-- Parts of the exercise --
1. According to the racetrack passage, what happens to a driver's margin for error as speed increases?
2. Reproduce the stretch of the racetrack passage from "Inevitably, however, weather" through "want to go!", keeping every word and mark unchanged.

-- Given passage --
──────────

Have you ever driven a car at high speeds around a racetrack?

I haven’t, but I have a friend who has done so many times, and there’s a great lesson he shared with me that is incredibly useful for all of us in many other aspects of life including investing.

As he shared, your margin for error when driving around a racetrack decreases as your speed increases, so you must have a very definitive plan if something goes wrong.  A critical strategy, as you will learn in a moment, is to always keep your eyes on your target, i.e. where you want to go.

That seems simple enough.

Inevitably, however, weather conditions and fuel spills create “tests” for all drivers.  You’re humming along feeling confident on a straightaway when all of a sudden, as you head into a turn, you hit a fuel spill and your car spins out of control toward the wall. 

What follows is what all inexperienced drivers do: they panic, their focus changes, and their eyes get locked in on the wall they’re trying to avoid. 

When my friend experienced this for the first time, his instructor, who was seated next to him, simultaneously grabbed and turned my friend’s head while yelling “focus on where you want to go!

Amazingly, when my friend snapped his head back and adjusted his focus in the direction of the path of the track, the car responded and he steered back into control and avoided any contact with the wall!

The lesson for my friend: when in danger, don’t stare at the wall you’re trying to avoid.  Instead, remain focused on the track, i.e. where you want to go.

Guarded Confidence

So, why am I sharing this story with you?

──────────

-- Listed records --
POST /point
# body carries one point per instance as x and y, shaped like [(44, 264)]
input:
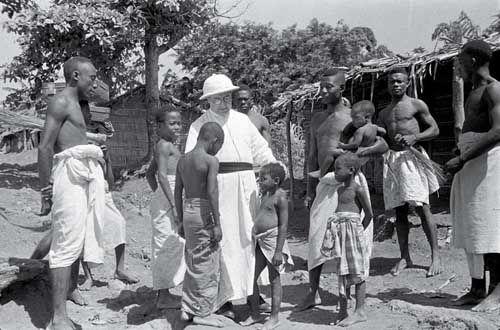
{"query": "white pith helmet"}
[(217, 84)]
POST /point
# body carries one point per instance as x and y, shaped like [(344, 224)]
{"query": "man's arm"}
[(364, 200), (312, 162), (179, 187), (266, 130), (282, 212), (213, 196), (164, 152), (151, 174), (56, 114), (492, 137)]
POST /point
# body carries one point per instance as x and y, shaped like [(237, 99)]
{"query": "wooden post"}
[(289, 150), (458, 100)]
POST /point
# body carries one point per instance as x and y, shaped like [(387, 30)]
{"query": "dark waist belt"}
[(229, 167)]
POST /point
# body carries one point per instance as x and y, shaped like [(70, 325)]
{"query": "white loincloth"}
[(406, 180), (237, 194), (475, 202), (167, 247), (78, 207), (114, 228), (268, 242), (323, 208)]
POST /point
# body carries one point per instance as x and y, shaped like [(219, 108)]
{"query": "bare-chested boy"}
[(199, 217), (63, 148), (475, 192), (326, 131), (167, 246), (271, 247), (244, 104), (406, 180), (365, 132)]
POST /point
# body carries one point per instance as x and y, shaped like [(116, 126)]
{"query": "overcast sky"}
[(401, 25)]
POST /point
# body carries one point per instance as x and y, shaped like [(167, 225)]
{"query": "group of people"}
[(215, 227)]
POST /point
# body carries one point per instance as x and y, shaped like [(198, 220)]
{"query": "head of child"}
[(169, 123), (346, 166), (211, 137), (271, 177), (362, 113)]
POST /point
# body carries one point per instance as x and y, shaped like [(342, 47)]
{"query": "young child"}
[(167, 248), (345, 239), (365, 133), (199, 217), (271, 248)]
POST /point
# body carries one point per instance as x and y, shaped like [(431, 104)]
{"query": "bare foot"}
[(309, 302), (77, 298), (356, 317), (490, 303), (251, 320), (165, 300), (60, 324), (210, 321), (469, 298), (85, 286), (272, 323), (435, 267), (400, 266), (125, 277)]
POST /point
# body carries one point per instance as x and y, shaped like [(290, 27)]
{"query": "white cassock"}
[(238, 195)]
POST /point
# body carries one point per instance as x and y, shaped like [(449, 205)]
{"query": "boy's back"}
[(193, 168)]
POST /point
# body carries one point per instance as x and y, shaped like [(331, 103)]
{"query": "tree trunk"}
[(458, 100), (289, 149), (151, 54)]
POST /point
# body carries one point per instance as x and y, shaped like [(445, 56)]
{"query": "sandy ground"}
[(409, 301)]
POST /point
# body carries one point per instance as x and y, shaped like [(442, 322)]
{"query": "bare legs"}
[(403, 229), (60, 279), (312, 298), (359, 314)]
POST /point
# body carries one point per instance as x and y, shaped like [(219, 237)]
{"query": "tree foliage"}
[(271, 61), (457, 31)]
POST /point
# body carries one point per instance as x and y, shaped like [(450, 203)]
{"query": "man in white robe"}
[(243, 148)]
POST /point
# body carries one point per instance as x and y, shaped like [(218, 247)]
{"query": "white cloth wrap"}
[(237, 193), (406, 180), (475, 201), (78, 207), (167, 247), (324, 206), (115, 226)]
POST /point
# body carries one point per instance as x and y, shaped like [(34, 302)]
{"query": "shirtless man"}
[(326, 131), (474, 212), (64, 129), (244, 104), (405, 180)]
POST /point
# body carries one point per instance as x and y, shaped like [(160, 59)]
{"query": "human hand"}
[(216, 234), (363, 151), (408, 140), (454, 165), (46, 200), (308, 202), (277, 258)]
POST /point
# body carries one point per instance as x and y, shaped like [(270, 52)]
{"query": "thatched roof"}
[(420, 64)]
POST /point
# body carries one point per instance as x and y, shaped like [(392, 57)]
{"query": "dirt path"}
[(403, 302)]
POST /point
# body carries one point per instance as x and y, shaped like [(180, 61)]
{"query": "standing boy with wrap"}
[(167, 247), (406, 180), (77, 194), (199, 217)]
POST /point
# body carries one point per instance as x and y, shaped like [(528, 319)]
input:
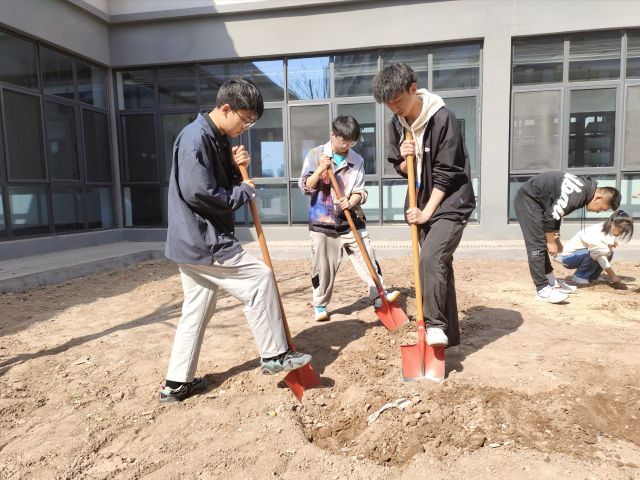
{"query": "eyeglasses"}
[(245, 124)]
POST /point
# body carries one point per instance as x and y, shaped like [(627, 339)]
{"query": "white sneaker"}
[(563, 287), (436, 337), (580, 280), (548, 294)]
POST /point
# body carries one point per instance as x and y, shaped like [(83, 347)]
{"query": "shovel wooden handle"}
[(415, 241), (265, 254)]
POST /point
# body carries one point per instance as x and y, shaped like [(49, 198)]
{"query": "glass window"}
[(135, 89), (17, 61), (353, 73), (268, 75), (415, 57), (97, 153), (142, 206), (537, 60), (29, 212), (61, 141), (92, 87), (394, 193), (594, 57), (99, 202), (67, 208), (308, 78), (172, 125), (464, 108), (592, 128), (139, 148), (57, 74), (632, 129), (177, 86), (266, 145), (24, 136), (211, 77), (535, 130), (273, 204), (310, 127), (456, 67)]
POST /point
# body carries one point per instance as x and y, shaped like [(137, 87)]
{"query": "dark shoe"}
[(284, 362), (185, 390)]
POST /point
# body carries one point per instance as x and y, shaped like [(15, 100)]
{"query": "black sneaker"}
[(168, 394), (284, 362)]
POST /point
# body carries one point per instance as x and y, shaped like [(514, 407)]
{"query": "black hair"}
[(347, 127), (392, 81), (241, 94), (614, 196), (623, 222)]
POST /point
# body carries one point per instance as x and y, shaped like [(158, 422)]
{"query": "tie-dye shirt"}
[(324, 215)]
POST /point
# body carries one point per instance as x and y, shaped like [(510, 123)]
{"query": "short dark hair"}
[(241, 94), (623, 222), (614, 196), (347, 127), (392, 81)]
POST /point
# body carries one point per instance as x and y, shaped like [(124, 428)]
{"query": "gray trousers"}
[(245, 278), (440, 307), (326, 256)]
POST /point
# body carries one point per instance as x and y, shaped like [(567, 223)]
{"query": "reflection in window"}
[(211, 77), (17, 61), (91, 85), (61, 141), (99, 204), (67, 208), (456, 67), (29, 212), (57, 74), (310, 127), (535, 130), (594, 57), (24, 136), (268, 75), (135, 89), (139, 139), (97, 153), (353, 73), (365, 114), (266, 145), (592, 128), (142, 206), (177, 86), (537, 60), (308, 78)]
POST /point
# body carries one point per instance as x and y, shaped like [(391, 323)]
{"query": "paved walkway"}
[(27, 272)]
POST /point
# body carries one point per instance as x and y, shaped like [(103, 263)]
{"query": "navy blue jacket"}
[(205, 189)]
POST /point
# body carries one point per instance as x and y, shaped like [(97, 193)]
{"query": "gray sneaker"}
[(285, 362)]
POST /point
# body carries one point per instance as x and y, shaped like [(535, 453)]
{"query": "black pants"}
[(440, 308), (530, 217)]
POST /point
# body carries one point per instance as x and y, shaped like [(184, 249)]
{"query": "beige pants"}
[(245, 278), (326, 256)]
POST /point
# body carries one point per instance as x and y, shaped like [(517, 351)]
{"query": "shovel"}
[(304, 377), (390, 314), (420, 361)]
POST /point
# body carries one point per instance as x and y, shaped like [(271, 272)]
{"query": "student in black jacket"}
[(444, 191), (540, 205)]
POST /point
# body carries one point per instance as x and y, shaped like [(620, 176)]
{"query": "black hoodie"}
[(558, 194)]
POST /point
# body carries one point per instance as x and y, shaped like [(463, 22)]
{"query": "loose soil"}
[(536, 391)]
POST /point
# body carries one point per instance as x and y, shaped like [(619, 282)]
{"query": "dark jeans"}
[(586, 267), (440, 308)]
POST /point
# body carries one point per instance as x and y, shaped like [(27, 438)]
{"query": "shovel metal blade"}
[(422, 362), (301, 379)]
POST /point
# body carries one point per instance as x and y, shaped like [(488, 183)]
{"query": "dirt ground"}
[(537, 390)]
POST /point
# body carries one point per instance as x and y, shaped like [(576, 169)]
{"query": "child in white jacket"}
[(591, 249)]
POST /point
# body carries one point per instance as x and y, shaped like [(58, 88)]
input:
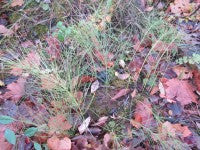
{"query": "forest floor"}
[(99, 74)]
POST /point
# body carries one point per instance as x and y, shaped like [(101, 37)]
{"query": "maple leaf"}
[(58, 123), (54, 143), (180, 90), (5, 31), (17, 3), (143, 114), (16, 90), (121, 93)]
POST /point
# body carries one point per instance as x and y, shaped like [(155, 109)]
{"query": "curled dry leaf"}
[(58, 123), (143, 114), (182, 72), (121, 93), (54, 143), (180, 90), (17, 3), (83, 127), (94, 86), (5, 31)]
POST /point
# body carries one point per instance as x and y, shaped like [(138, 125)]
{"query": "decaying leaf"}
[(143, 114), (54, 143), (83, 127), (17, 3), (58, 123), (180, 90), (182, 72), (121, 93), (94, 86)]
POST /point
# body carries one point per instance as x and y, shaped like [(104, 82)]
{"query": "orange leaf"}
[(121, 93), (58, 123)]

──────────

-- Exercise responses --
1. It decreases.

2.
Inevitably, however, weather conditions and fuel spills create “tests” for all drivers.  You’re humming along feeling confident on a straightaway when all of a sudden, as you head into a turn, you hit a fuel spill and your car spins out of control toward the wall. 

What follows is what all inexperienced drivers do: they panic, their focus changes, and their eyes get locked in on the wall they’re trying to avoid. 

When my friend experienced this for the first time, his instructor, who was seated next to him, simultaneously grabbed and turned my friend’s head while yelling “focus on where you want to go!